**YOUR TASK:** How many lines in the rows below contain the string "brown"? Reply with the number only.

═════ TASK INPUTS

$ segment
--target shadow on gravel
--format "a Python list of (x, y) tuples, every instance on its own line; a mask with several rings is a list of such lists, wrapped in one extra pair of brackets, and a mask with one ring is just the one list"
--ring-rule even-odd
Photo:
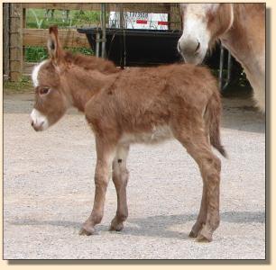
[[(188, 221), (196, 220), (196, 214), (170, 215), (170, 216), (152, 216), (142, 219), (129, 219), (127, 221), (136, 226), (125, 226), (124, 230), (119, 232), (123, 235), (150, 236), (169, 238), (188, 238), (188, 232), (174, 231), (170, 226), (181, 225)], [(222, 222), (231, 223), (264, 223), (265, 213), (262, 212), (226, 212), (221, 213)], [(67, 220), (19, 220), (10, 222), (12, 225), (19, 226), (62, 226), (65, 228), (79, 229), (81, 222), (72, 222)], [(108, 230), (106, 225), (98, 225), (97, 231)]]

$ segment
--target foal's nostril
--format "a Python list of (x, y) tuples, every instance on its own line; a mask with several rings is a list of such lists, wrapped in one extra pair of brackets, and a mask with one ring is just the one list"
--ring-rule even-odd
[(197, 48), (196, 48), (195, 52), (198, 52), (198, 50), (199, 50), (199, 48), (200, 48), (200, 42), (198, 42), (198, 46), (197, 46)]

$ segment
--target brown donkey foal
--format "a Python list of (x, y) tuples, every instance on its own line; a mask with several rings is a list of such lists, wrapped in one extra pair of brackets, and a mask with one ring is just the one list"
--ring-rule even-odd
[(128, 215), (126, 158), (131, 143), (178, 140), (196, 160), (203, 178), (199, 214), (189, 234), (212, 240), (219, 224), (221, 103), (216, 80), (200, 67), (186, 64), (119, 70), (107, 60), (62, 50), (56, 27), (50, 28), (50, 59), (33, 70), (35, 104), (31, 122), (44, 130), (69, 106), (86, 115), (96, 139), (95, 202), (81, 234), (95, 231), (104, 214), (112, 168), (117, 211), (110, 226), (121, 230)]

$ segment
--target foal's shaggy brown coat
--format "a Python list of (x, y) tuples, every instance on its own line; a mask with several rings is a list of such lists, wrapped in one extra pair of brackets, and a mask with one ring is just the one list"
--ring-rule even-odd
[(190, 236), (210, 241), (219, 224), (220, 182), (220, 160), (211, 145), (225, 155), (219, 135), (220, 96), (210, 72), (193, 65), (119, 70), (107, 60), (64, 52), (58, 30), (51, 28), (50, 34), (51, 59), (33, 75), (36, 103), (32, 124), (36, 130), (45, 130), (73, 105), (84, 112), (94, 131), (95, 202), (81, 234), (93, 234), (94, 226), (102, 220), (111, 166), (117, 212), (110, 230), (123, 229), (128, 215), (130, 144), (174, 137), (196, 160), (203, 178), (200, 212)]

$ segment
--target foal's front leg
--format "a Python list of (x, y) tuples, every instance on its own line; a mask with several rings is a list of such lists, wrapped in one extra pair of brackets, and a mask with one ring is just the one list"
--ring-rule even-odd
[(126, 169), (126, 159), (129, 152), (129, 146), (119, 146), (113, 161), (112, 180), (117, 193), (117, 212), (111, 221), (110, 230), (122, 230), (123, 222), (128, 215), (126, 202), (126, 185), (129, 173)]
[(95, 200), (92, 212), (83, 224), (79, 234), (91, 235), (95, 232), (95, 225), (100, 223), (104, 215), (106, 192), (109, 180), (112, 160), (115, 147), (106, 145), (101, 140), (96, 140), (97, 165), (95, 171)]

══════════

**RESPONSE BELOW:** 2